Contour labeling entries
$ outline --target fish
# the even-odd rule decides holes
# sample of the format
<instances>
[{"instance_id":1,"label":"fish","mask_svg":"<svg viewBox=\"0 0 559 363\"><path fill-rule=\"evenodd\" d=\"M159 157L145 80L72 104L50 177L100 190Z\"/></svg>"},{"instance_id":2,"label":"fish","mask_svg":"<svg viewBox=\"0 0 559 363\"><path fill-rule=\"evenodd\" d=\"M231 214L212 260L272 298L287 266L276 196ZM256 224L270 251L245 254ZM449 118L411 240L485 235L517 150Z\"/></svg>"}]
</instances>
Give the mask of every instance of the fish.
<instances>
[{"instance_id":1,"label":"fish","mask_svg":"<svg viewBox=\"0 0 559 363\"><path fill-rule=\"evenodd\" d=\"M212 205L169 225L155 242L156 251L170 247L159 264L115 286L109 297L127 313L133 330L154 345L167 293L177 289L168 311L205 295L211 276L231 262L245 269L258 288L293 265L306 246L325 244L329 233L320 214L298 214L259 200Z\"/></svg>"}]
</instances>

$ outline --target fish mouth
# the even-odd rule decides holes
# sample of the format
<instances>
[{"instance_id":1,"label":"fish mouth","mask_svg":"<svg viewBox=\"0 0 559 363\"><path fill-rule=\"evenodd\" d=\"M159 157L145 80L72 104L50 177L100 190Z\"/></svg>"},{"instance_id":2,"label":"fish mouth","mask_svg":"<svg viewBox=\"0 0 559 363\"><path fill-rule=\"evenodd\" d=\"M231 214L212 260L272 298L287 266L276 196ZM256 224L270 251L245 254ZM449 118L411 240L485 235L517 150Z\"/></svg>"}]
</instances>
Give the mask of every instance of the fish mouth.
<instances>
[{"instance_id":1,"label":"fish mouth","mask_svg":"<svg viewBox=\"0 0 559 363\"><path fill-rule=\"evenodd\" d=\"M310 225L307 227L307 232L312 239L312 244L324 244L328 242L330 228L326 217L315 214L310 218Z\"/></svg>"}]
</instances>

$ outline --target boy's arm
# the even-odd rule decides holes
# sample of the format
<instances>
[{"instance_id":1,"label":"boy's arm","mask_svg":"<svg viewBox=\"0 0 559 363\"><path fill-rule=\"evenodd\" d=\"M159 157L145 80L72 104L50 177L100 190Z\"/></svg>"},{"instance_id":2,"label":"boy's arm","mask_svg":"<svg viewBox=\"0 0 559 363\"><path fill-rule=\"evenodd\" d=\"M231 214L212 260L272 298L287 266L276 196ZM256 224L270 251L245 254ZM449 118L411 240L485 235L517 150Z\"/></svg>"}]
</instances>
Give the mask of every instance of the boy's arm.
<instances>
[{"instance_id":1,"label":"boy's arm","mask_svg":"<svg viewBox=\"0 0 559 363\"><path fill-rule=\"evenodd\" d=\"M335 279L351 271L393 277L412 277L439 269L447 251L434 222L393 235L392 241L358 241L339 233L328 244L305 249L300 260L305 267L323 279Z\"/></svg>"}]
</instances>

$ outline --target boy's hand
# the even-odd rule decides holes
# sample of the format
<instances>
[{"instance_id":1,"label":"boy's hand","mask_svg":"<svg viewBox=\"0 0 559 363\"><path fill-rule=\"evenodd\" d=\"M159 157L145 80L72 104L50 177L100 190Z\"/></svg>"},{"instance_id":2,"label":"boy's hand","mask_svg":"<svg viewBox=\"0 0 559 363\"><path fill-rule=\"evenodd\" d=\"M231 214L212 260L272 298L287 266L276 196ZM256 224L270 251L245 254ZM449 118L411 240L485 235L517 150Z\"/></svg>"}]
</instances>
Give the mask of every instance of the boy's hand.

**WORK TO COMPLETE:**
Return each line of the records above exactly as it reads.

**FINAL ANSWER:**
$ outline --target fish
# the even-odd rule decides holes
# sample of the format
<instances>
[{"instance_id":1,"label":"fish","mask_svg":"<svg viewBox=\"0 0 559 363\"><path fill-rule=\"evenodd\" d=\"M159 157L145 80L72 104L50 177L100 190Z\"/></svg>"},{"instance_id":2,"label":"fish","mask_svg":"<svg viewBox=\"0 0 559 363\"><path fill-rule=\"evenodd\" d=\"M231 214L212 260L272 298L287 266L276 196ZM256 224L270 251L245 254ZM449 118L411 240L485 235L517 150Z\"/></svg>"}]
</instances>
Give the mask of every instance of the fish.
<instances>
[{"instance_id":1,"label":"fish","mask_svg":"<svg viewBox=\"0 0 559 363\"><path fill-rule=\"evenodd\" d=\"M212 205L169 225L155 242L156 251L170 247L159 264L115 286L109 297L127 313L133 330L154 345L167 293L177 289L168 311L205 295L211 276L231 262L245 269L258 288L293 265L306 246L325 244L329 233L320 214L298 214L259 200Z\"/></svg>"}]
</instances>

$ outline --target fish mouth
# the even-odd rule decides holes
# sample of the format
<instances>
[{"instance_id":1,"label":"fish mouth","mask_svg":"<svg viewBox=\"0 0 559 363\"><path fill-rule=\"evenodd\" d=\"M159 157L145 80L72 104L50 177L100 190Z\"/></svg>"},{"instance_id":2,"label":"fish mouth","mask_svg":"<svg viewBox=\"0 0 559 363\"><path fill-rule=\"evenodd\" d=\"M231 214L212 260L272 298L287 266L276 196ZM256 224L270 251L245 254ZM449 118L411 240L485 235L517 150Z\"/></svg>"}]
</instances>
Give the mask of every instance of the fish mouth.
<instances>
[{"instance_id":1,"label":"fish mouth","mask_svg":"<svg viewBox=\"0 0 559 363\"><path fill-rule=\"evenodd\" d=\"M310 225L307 227L307 232L312 239L312 244L324 244L328 242L330 228L326 217L315 214L310 218Z\"/></svg>"}]
</instances>

$ outline --target boy's arm
# the even-odd rule decides holes
# sample of the format
<instances>
[{"instance_id":1,"label":"boy's arm","mask_svg":"<svg viewBox=\"0 0 559 363\"><path fill-rule=\"evenodd\" d=\"M159 157L145 80L72 104L50 177L100 190Z\"/></svg>"},{"instance_id":2,"label":"boy's arm","mask_svg":"<svg viewBox=\"0 0 559 363\"><path fill-rule=\"evenodd\" d=\"M231 214L212 260L272 298L287 266L276 196ZM256 224L270 251L245 254ZM449 118L411 240L485 235L517 150Z\"/></svg>"}]
</instances>
Give the mask of every instance of the boy's arm.
<instances>
[{"instance_id":1,"label":"boy's arm","mask_svg":"<svg viewBox=\"0 0 559 363\"><path fill-rule=\"evenodd\" d=\"M335 279L351 271L393 277L412 277L439 269L447 251L434 222L393 235L392 241L358 241L339 233L328 244L305 249L300 260L305 267L323 279Z\"/></svg>"}]
</instances>

$ outline --target boy's hand
# the even-odd rule decides holes
# sample of the format
<instances>
[{"instance_id":1,"label":"boy's hand","mask_svg":"<svg viewBox=\"0 0 559 363\"><path fill-rule=\"evenodd\" d=\"M159 157L145 80L72 104L50 177L100 190Z\"/></svg>"},{"instance_id":2,"label":"boy's hand","mask_svg":"<svg viewBox=\"0 0 559 363\"><path fill-rule=\"evenodd\" d=\"M231 214L212 260L272 298L287 266L276 196ZM256 224L270 251L245 254ZM449 118L411 240L485 235L517 150Z\"/></svg>"}]
</instances>
Give the mask of every instance of the boy's hand.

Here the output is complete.